SENGKUNI vs SENGKUNO

Seperti biasanya, obrolan santai antara Sengkuno dan Sengkuni sore hari itu menjurus pada ‘udur-uduran’ yang katanya sebagai diskusi. Entah bagaimana awalnya namun lagi-lagi udur-uduran dan eker-ekeran.
Begitu tiba di sebuah mushala, langsung Sengkuno mengeluarkan laptop yang selalu setia menemaninya kemanapun ia pergi. Sengkuni yang dari tadi diam sambil nguthek-nguthek hand phonenya, hingga akhirnya ia ngomong ke Sengkuno, “Hrihun man? Apa keluhan Bapak? Apa kepentingan Bapak hari ini?” Pertanyaan keakraban mereka sehari-hari.
“Sik sik, mbok yo jangan terus ngmong kepentingan terus. . . .eneg aku.” Dengan ogah-ogahan akhirnya Sengkuno menimpali.
"Tapi kan setiap tindakan tu pasti ada kepentingan bro, karena kalau ndk ada kepentingan, kita ndk bakalan bertindak. Pasti ada motif. . . .tendensi." sanggah Sengkuni.
"Iya (dengan mimik serius). . .setiap tindakan tu tak bisa lepas dari kepentingan, motif, atau tendensi. Namun kata-kata kepentingan tu mbok yo ndk usah kita cuatkan, biar ndak jadi wacana. Kata kepentingan kan sudah mengalami peyorasi makna, meskipun action kita motifnya atau berkepentingan bagus, pasti dicurigai atau bahkan bisa ditafsirkan jelek."
"Tapi kan kepentingan dan tindakan nanti akhirnya juga jadi wacana. . .?"
"Ya itu wajar, kalau kepentingan atau action kita akhirnya dijadikan wacana oleh orang lain. Kita biarkan saja mereka menafsirkan dan mencari-cari makna yang ada di dalamnya, yang penting kan kita kembali ke motif kita, kalau kata pak Naim pas memberikan kuliah kemarin, intensi. . . . . .niat."
Mereka berduapun diam, seakan tidak ada yang bisa di’udur’kan lagi. Sengkuno juga kembali konsentrasi pada layar laptop di depanku. Belum sempat tangannya memainkan keyboard, Sengkuni yang iseng melirik kembali bicara. Kelihatannya dia ndak betah kalau ndak udur-uduran.
"Motif, motivasi. . . . .dorongan untuk melakukan tindakan yang dituntut sesuatu. . ." Celetuknya begitu ia tahu kalau Sengkuno sedang membuat makalah tentang motivasi belajar siswa.
Sengkuno pun terprovokasi, "Lhoh, memang (dengan nada menjelaskan seperti dosennya kemarin). Motivasi itu dorongan untuk melakukan tindakan untuk suatu tujuan. Tapi kalau dituntut, yang menuntut siapa atau apa, siapa yang dituntut, trus apa tuntutannya??"

*Catatan Set Data*:

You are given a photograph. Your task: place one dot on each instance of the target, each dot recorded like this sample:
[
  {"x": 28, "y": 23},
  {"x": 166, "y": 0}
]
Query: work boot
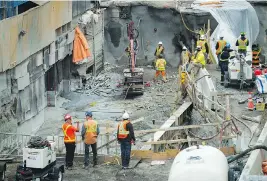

*Daftar Tugas*:
1 > Hitung berapa baris dalam catatan yang memuat kata "photograph", dengan membedakan huruf besar dan kecil. Tuliskan angkanya saja.
2 > Lanjutkan cerita tentang perdebatan Sengkuno dan Sengkuni, dimulai sesudah kalimat terakhir yang tercantum.

*Kunci Jawaban*:
1 > 1

2 >
"Tuntutan lo man, bukan dorongan? Realitas sosial itulah yang menuntut kita. . .untuk bergerak, untuk bertindak. Piye??"
"Bukan dituntut, yo bukan tuntutan. Itu kebutuhan. Kebutuhan itu ndk sama karo tuntutan, bro. . .Maslow kan pernah ngomong, kalau kebutuhan manusia ki ada 5 tingkatan. Mulai kebutuhan fisiologis, safety and security, afiliasi, esteem, dan aktualisasi. Katanya lagi, keinginan atau kebutuhan manusia tak akan pernah habis. Kalo kebutuhan satu sudah dipenuhi, ia akan mencari kebutuhan yang lebih tinggi, dan kebutuhan diatasnya, yang belum terpuaskan itulah jadi motivasinya.”
"Lhaiya. . .tuntutan kan tetep ndk sama kro kebutuhan to? Kalau tuntutan itu keharusan, mau ndk mau kita harus memenuhinya, bertindak. Kebutuhan juga ada primer dan sekunder. . .nah, yang primer itu kan jadi keharusan, jadi tuntutan. . .harus kita penuhi. Hayo, piye piye??" timpal Sengkuni tak mau kalah.
Wueleh, bingung juga Sengkuno, beda antara kebutuhan dengan tuntutan. Kepalanya yang tidak gatal digaruk-garuk juga. . .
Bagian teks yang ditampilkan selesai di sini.